**RAW DATA:**

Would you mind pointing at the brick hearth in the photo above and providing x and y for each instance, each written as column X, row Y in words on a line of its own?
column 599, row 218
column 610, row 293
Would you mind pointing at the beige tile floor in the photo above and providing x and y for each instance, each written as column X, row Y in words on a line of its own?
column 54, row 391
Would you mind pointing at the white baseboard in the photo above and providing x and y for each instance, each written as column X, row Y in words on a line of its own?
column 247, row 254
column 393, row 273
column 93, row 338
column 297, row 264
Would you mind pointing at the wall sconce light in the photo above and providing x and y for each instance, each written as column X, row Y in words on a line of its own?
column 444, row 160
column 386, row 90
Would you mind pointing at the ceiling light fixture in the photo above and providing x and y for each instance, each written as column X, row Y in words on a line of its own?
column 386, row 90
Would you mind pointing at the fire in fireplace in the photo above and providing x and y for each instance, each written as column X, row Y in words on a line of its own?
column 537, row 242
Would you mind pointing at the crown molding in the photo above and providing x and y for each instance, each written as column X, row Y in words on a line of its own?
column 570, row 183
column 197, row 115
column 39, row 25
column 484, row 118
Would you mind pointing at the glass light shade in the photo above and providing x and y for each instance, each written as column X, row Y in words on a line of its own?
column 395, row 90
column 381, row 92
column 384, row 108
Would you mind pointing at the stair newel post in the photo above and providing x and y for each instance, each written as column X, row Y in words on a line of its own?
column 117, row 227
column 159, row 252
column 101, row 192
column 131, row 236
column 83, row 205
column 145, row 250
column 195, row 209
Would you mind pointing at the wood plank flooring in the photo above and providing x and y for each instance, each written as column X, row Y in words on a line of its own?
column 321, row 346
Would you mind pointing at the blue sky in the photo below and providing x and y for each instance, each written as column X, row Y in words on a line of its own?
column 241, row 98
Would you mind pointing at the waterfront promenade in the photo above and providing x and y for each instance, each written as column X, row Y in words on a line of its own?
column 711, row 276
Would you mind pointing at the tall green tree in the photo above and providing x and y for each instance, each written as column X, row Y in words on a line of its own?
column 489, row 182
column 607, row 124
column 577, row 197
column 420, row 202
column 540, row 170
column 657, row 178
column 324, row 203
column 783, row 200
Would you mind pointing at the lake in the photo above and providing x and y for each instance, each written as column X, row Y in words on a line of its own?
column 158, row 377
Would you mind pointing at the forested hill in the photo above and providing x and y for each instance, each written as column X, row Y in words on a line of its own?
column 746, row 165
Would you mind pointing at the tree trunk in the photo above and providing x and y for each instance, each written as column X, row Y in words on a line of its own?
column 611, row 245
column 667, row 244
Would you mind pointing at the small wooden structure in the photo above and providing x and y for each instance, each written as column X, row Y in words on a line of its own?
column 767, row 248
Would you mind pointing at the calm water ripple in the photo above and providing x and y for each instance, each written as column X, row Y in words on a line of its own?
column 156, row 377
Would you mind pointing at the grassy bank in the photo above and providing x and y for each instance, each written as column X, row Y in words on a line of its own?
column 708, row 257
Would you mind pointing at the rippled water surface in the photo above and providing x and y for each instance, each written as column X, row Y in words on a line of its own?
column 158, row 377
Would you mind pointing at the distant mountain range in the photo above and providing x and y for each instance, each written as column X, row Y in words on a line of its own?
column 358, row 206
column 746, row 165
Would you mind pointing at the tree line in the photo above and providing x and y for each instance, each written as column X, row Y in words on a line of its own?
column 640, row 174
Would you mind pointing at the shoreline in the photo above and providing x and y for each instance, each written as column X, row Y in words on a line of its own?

**TASK:** Write out again every line from the start of the lines above through the line containing "column 610, row 293", including both ends.

**REPLY:**
Would you mind pointing at the brick hearth in the photo above and providing x and y for each instance, each written as column X, row Y in words on a line of its own?
column 599, row 218
column 610, row 293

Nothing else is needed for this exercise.